**SHORT TASK**
Reproduce all of the following records, requests included, but multiply every coordinate in the answers by 2.15 and round each result to a whole number, with halves rounded up. Leave the pictures out of your answer.

**TASK INPUTS**
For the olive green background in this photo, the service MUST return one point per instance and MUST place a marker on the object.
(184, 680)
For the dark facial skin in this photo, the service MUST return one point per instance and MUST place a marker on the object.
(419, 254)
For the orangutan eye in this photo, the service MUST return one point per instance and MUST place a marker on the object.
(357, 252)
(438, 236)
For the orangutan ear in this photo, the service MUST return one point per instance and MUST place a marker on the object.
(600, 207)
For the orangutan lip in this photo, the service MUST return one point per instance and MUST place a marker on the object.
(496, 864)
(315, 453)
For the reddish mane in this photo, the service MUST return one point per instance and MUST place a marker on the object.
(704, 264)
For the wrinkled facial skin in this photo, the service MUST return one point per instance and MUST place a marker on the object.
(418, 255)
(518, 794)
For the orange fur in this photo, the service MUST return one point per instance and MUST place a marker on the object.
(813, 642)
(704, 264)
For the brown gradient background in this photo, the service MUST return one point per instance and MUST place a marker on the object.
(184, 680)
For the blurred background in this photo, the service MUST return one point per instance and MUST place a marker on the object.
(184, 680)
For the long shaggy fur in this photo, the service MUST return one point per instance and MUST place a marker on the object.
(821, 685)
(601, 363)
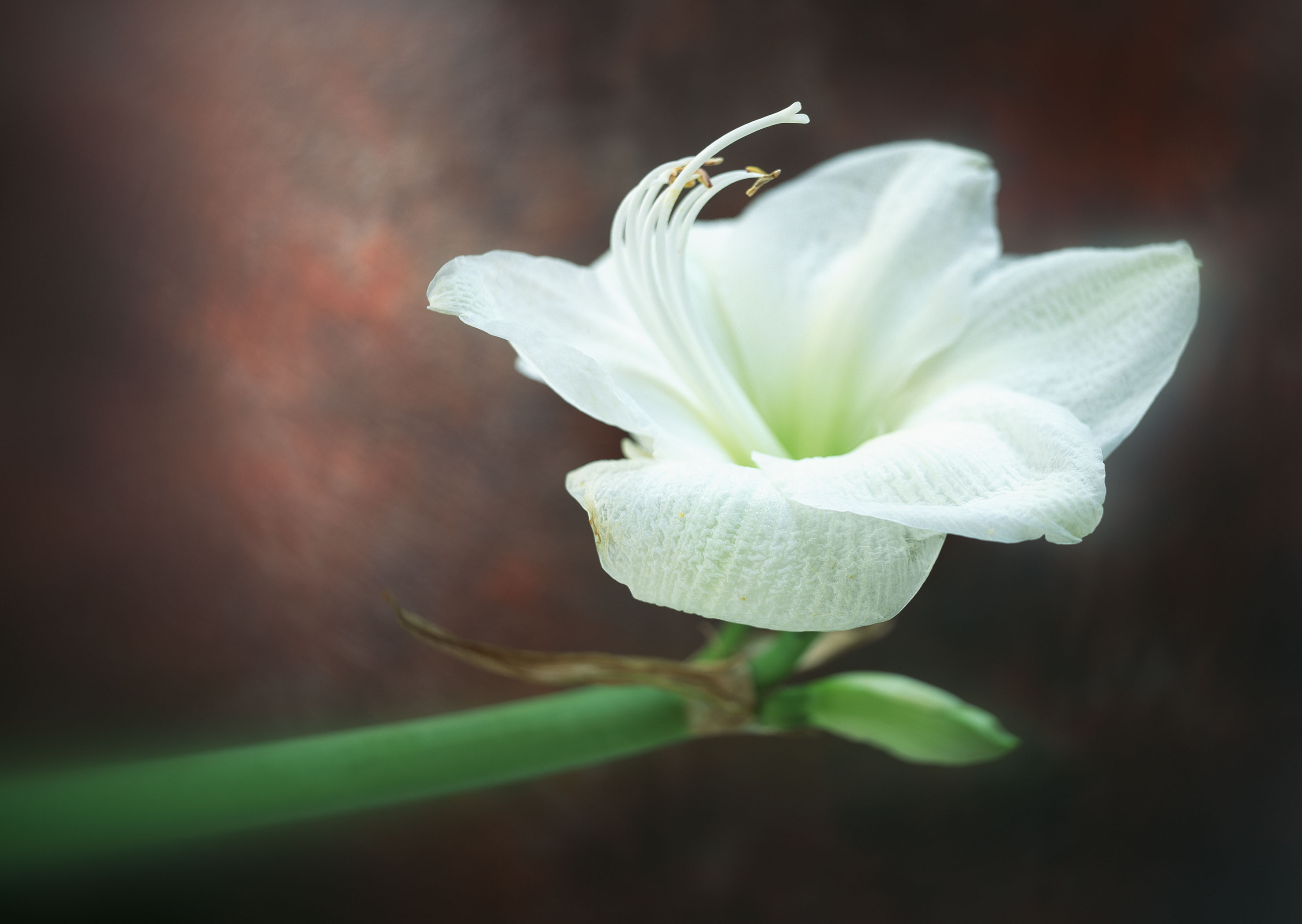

**CORRECT RESULT**
For the olive green background in this photo, the service MUST return one point per instance and MUST place a marker on the object.
(396, 1462)
For the dark facial skin in this photo, the service MUST return one point per instance and MUST place a marker on the object.
(901, 546)
For the orangutan eye in this photo, the service MUST return one point per instance and MUST place a marker on the object.
(768, 542)
(942, 507)
For the orangutan ear in this photo, the service MUST return one point per instance and MUST place a marker on the object.
(1290, 445)
For the orangutan lip in this photo, the service MUST return one point per instance and MUST place a marker on the object.
(1066, 1858)
(677, 974)
For the reddish mane in this photo, the service MUST return one point per instance and MUST place a marker on the object.
(1514, 568)
For the wrinkled facial skin in this photo, the service MUST return one point per instance and MUST place a marker on the object.
(899, 548)
(1114, 1707)
For the orange fur in this photo, the service MUST return one point per instance and MUST place a marker on the object.
(1748, 1380)
(1514, 568)
For the brown gradient background in this photo, the service MUST return one point per instance and MUST place a marker on the object.
(396, 1462)
For the blurred background in this photo, the service MUST return one point per instance and MUST place a marker on the object.
(396, 1462)
For the long shaggy fur in this photo, the service MUST return one point per instance and MUST place a marker on the object.
(1765, 1473)
(1292, 780)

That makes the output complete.